What is asked>
Omit all pictures and give the records below again exactly as written.

Raw data>
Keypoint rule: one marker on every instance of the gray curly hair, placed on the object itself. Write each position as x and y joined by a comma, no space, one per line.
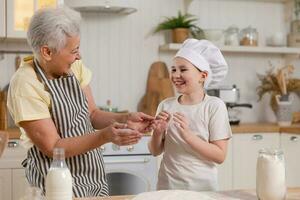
51,27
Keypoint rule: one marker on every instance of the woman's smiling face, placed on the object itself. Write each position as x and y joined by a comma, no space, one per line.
62,60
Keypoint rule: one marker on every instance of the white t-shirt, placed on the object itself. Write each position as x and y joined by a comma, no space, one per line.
181,166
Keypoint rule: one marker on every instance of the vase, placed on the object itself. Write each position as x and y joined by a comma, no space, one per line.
284,111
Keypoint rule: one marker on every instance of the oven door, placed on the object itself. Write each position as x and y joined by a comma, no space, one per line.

Output of the task>
Keypoint rule: one marker on every instance of the gray curly hair, placed on the object itself. Write each position as x and y joined by a comma, no space, one per line.
51,27
Keypoint rule: one marker on every instance of the woman's smiling face, placed on the object itself. Write each position as x and y joined by a comma, no space, one per line.
62,60
Keypoint rule: one marker on every instance of the white t-shirt, placed on the object itself. Write each position as x and y joined by a comma, no space, one per line.
181,166
Keypoint rule: one marker on every instance of the vase, placed on the object itself. Write each position as x and y joined by a comma, no space, one per line.
284,111
Keypoint rule: one marker on every instance of the oven door, placed on the object itself. Write each position as x and y joined by a comma, no space, one per line.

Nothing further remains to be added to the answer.